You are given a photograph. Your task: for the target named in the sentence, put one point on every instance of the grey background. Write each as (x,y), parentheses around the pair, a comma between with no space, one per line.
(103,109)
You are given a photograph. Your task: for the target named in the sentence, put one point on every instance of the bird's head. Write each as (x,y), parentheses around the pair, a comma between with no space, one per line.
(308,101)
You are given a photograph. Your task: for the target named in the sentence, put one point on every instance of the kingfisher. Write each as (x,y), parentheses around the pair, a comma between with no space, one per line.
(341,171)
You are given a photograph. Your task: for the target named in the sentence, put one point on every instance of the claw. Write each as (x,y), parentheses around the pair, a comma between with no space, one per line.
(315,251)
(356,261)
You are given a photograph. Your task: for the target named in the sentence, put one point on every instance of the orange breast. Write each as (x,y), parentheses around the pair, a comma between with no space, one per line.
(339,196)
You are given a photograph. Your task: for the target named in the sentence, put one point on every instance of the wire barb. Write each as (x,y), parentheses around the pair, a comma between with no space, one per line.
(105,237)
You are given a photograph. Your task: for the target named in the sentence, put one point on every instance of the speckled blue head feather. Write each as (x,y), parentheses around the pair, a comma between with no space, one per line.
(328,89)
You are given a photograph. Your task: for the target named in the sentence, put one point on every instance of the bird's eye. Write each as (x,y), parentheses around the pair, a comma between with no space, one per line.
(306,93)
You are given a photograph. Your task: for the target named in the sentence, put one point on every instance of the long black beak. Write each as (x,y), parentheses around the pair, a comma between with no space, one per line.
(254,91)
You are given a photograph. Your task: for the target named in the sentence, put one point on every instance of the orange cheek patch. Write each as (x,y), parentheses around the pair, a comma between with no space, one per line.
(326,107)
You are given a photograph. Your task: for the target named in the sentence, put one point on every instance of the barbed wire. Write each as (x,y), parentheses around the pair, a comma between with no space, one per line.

## REQUIRED ACTION
Beginning with the line that holds "of the long" and ending with the last line of the material, output each line exactly and nothing beyond them.

## RESPONSE
You are given a photograph. Your task: for the target named in the sentence, put one point on every instance of the long black beak. Write each as (x,y), parentheses around the pair, a comma between with no space, one per line.
(254,91)
You are given a photograph. Your task: for the target named in the sentence, put one point on every instance of the orange cheek patch. Write each as (x,y), parentheses around the pair, a comma between with no space, one per line.
(326,107)
You are given a photograph. Your task: for the target named in the sentence, put one point on every instance of the barbed wire. Write each as (x,y), parentheses around the pair, a comma between with no space, one per line.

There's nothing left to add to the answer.